Zu erledigende Aufgaben
1/ Gib aus dem Text über Klaus Wolfermann den Abschnitt von „Mit seiner persönlichen“ bis einschließlich „Deutschen Leichtathletik-Verband (DLV).“ wortgetreu wieder.
2/ Fasse den Text über Klaus Wolfermann in zwei Sätzen zusammen.
3/ Führe den Text über Klaus Wolfermann nach seinem letzten Satz weiter.
━━━━━ Textabschnitt ━━━━━
Symbolbild Speerwerfen - Foto: Horst Milde
Klaus Wolfermann wird am 31. März 75 Jahre alt – Goldmedaillengewinner im Speerwurf in München1972
Klaus Wolfermann, der Goldmedaillengewinner im Speerwurf bei den Olympischen Spielen von München 1972, wird am Mittwoch, dem 31. März, 75 Jahre alt.
Mit seiner persönlichen Bestleistung im Speerwurf von 94,08m erzielte er am 5. Mai 1973 in Leverkusen einen Weltrekord, der fast vier Jahre Bestand hatte. Zwischen 1968 und 1975 war er sechsmal hintereinander Deutscher Meister im Speerwurf, zweimal belegte er Platz zwei.
Wolfermann war auch Olympiateilnehmer 1968 in Mexico und bestritt 30 Länderkämpfe für den Deutschen Leichtathletik-Verband (DLV).
Klaus Wolfermann wurde in Altdorf im Kreis Nürnberger Land geboren. Sein Vater Abraham war Turner beim TV Altdorf, wo Klaus als Kind ebenfalls mit dem Turnen begann, dann aber zum Handball wechselte, wo er gleich mit seinem kräftigen und zielgenauen Wurf auffiel. In der Leichtathletik war er zunächst als Mehrkämpfer aktiv, bevor er sich nur noch dem Speerwurf widmete, und zwar beim Werksverein SV Siemens Nürnberg. Hier absolvierte er gleichzeitig eine Lehre als Werkzeugmacher.
Ab 1965 ließ sich Wolfermann an der Bayerischen Sportakademie in München-Grünwald zum Sportlehrer ausbilden. Zu dieser Zeit war der langjährige Heidelberger Sportwissenschaftler und Speerwerfer Prof. Dr. Hermann Rieder (1928-2009) sein Trainer. In den Jahren 1966 und 1976 startete Wolfermann für den TSV 1860 München, danach für den SV Gendorf im Landkreis Altötting, wo er gleich nach dem Studium eine Anstellung als Sportlehrer erhielt.
Gehen wir noch einmal kurz zurück in das Münchener Olympiastadion und richten den Blick auf den 3. September 1972, der als der „goldene Sonntag“ der bundesdeutschen Leichtathletik medaillenträchtige Sportgeschichte geschrieben hat: Erst holte Bernd Kannenberg (1942-2021) Gold im 50-km-Gehen, dann siegte Hildegard Falck (geb. 1949) über 800m in Weltrekordzeit, später kam noch die Silbermedaille von Heide Rosendahl (geb. 1947) im Fünfkampf hinzu … und dann war da noch das ewige Duell zwischen Janis Lusis (1939-2020) und Klaus Wolfermann im Finale beim Speerwurf zur Kaffeezeit ab 15.30 Uhr.
Wir befinden uns bereits im fünften Versuch: Es führt Lusis mit 89,54m. Klaus Wolfermann in seinem weißen Trikot mit dem roten Brustring und der mit je vier Sicherheitsnadeln vorn und am Rücken befestigten Startnummer 412 konzentriert sich auf den Anlauf, Sekunden später findet sein Speer eine ideale Fluglinie und sticht bei 90,48m auf dem Rasen ein: neuer olympischer Rekord! Aber reicht das für Gold? Janis Lusis, der Topfavorit, Olympiasieger von Mexico 1968 und Weltrekordler aus Lettland (damals für die Sowjetunion startend), reagiert im sechsten und letzten Durchgang … mit nur zwei Zentimeter weniger.
━━━━━ Inhalt des Datensatzes ━━━━━
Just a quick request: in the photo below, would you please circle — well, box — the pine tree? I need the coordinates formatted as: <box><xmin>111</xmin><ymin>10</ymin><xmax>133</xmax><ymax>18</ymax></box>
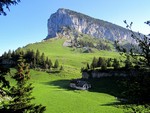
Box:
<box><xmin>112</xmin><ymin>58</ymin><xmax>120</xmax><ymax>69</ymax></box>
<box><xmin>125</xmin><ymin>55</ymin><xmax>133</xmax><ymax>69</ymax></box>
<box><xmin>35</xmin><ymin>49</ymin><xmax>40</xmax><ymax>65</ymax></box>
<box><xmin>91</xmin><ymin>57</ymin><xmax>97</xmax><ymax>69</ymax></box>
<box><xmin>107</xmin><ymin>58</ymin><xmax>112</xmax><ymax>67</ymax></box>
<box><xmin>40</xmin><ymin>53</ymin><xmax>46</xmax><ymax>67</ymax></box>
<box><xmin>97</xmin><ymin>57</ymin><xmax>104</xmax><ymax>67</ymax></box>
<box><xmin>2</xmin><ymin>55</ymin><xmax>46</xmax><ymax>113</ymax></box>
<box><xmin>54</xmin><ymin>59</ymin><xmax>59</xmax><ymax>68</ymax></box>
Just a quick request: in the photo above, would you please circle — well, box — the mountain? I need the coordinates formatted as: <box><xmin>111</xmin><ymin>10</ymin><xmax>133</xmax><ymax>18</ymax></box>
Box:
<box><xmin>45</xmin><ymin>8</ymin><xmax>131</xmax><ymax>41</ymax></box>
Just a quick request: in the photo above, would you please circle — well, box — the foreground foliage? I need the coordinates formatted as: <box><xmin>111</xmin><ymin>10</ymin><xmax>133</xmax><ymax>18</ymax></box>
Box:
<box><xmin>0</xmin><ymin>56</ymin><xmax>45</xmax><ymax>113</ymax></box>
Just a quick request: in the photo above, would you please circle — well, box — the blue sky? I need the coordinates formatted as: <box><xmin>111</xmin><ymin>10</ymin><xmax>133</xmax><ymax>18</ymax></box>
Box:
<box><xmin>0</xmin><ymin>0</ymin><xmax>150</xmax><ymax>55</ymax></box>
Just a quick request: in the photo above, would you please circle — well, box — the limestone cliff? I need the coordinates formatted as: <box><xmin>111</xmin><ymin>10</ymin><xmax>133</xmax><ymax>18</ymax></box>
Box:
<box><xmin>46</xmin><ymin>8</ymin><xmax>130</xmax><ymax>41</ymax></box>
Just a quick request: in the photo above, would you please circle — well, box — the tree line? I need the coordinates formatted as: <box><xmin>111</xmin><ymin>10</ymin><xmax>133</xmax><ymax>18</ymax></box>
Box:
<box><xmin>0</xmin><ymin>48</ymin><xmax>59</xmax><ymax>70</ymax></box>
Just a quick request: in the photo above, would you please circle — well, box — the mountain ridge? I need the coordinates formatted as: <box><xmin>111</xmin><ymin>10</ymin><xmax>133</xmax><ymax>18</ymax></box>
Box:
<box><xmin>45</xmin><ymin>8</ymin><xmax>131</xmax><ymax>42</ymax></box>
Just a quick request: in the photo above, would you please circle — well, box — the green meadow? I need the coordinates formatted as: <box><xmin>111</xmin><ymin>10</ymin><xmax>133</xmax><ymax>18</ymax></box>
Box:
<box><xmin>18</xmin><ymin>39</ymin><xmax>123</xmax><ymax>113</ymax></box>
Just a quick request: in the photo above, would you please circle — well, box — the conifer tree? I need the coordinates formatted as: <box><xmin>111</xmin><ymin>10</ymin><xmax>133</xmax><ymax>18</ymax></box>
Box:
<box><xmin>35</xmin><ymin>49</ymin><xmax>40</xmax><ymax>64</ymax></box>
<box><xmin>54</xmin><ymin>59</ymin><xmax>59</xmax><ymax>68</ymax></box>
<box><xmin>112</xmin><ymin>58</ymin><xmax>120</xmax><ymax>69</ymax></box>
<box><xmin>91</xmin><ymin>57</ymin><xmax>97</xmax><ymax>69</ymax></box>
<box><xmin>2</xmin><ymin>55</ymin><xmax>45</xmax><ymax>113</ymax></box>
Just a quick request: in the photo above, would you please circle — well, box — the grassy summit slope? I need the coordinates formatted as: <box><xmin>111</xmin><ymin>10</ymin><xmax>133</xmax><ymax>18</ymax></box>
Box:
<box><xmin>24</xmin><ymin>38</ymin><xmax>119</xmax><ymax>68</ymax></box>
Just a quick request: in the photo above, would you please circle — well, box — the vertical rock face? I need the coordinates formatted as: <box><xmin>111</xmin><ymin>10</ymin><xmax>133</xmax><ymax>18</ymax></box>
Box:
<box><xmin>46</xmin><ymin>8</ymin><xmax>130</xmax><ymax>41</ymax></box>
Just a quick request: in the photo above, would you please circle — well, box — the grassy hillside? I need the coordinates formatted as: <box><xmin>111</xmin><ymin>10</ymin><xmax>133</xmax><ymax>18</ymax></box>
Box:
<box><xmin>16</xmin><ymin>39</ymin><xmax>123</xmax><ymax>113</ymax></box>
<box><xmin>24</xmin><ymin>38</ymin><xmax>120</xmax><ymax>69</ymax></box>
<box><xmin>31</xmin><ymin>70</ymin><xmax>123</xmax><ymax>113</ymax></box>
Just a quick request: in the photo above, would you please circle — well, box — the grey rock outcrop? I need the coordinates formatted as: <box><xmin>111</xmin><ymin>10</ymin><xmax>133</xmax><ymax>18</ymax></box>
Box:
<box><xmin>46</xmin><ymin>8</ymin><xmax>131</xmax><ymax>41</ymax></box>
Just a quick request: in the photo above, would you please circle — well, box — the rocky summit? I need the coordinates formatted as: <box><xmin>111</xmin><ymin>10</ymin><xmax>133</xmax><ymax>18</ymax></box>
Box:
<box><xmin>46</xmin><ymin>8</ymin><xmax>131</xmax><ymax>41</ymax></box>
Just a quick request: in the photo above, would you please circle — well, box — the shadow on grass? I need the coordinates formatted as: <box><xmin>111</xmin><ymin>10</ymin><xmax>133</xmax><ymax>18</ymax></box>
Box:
━━━━━
Lösungen der Aufgaben
1/
Mit seiner persönlichen Bestleistung im Speerwurf von 94,08m erzielte er am 5. Mai 1973 in Leverkusen einen Weltrekord, der fast vier Jahre Bestand hatte. Zwischen 1968 und 1975 war er sechsmal hintereinander Deutscher Meister im Speerwurf, zweimal belegte er Platz zwei.
Wolfermann war auch Olympiateilnehmer 1968 in Mexico und bestritt 30 Länderkämpfe für den Deutschen Leichtathletik-Verband (DLV).

2/ Klaus Wolfermann, Olympiasieger im Speerwurf von München 1972, wird am 31. März 75 Jahre alt. Er stellte 1973 in Leverkusen mit 94,08 m einen Weltrekord auf, und im olympischen Finale warf er im fünften Versuch 90,48 m, worauf Janis Lusis im letzten Durchgang nur zwei Zentimeter weniger erreichte.

3/
Ein wahrlich knapper Ausgang!
Am Ende herzliche Gratulation und freundschaftliche Umarmung der beiden Kontrahenten. Klaus Wolfermann ist der erste bundesdeutsche Olympiasieger im Speerwurf: „Seinen Wurf, mit dem er Janis Lusis besiegte, ist mir immer noch so vor Augen, als wäre dieses Ereignis gestern gewesen. Ein eher kleiner gedrungener Athlet mit einem langen und sehr schnellen Anlauf und mit einer ausgefeilten Wurftechnik erreichte einen ganz besonderen olympischen Sieg und eröffnete aus heutiger Sicht einen der wichtigen Anfänge einer noch immer anhaltenden olympischen Dominanz in einer der schönsten Leichtathletikdisziplinen,“ erinnert sich Helmut Digel, langjähriger Präsident und Ehrenpräsident des DLV ebenso wie an viele freundschaftliche Begegnungen mit Wolfermann und seiner Ehefrau Friederike im Rahmen von Deutschen Leichtathletik Meisterschaften und das von den beiden Wolfermanns bestens organisierte Tennisturnier für ehemalige Leichtathleten und Leichtathletinnen.
Nach dem Ende seiner Karriere in der Leichtathletik im Jahre 1978 ging es übrigens für Klaus Wolfermann mit Wintersport auf nationalem und internationalem Niveau weiter: Er war Bremser und Anschieber im Bob und wurde im Viererbob des Piloten Georg Heibl (Rosenheim) 1979 Deutscher Vizemeister und Vierter im Europacup. Heute engagiert er sich als Vorsitzender des FC Olympia, einer Vereinigung von deutschen Medaillengewinnern bei Olympischen Spielen, die für soziale Zwecke an Spielen und Turnieren im Fußball, Volleyball und Golf teilnehmen. Er ist ferner u.a. Sonderbotschafter für Special Olympics und in der Initiative der Aktion „Sportler für Organspende“.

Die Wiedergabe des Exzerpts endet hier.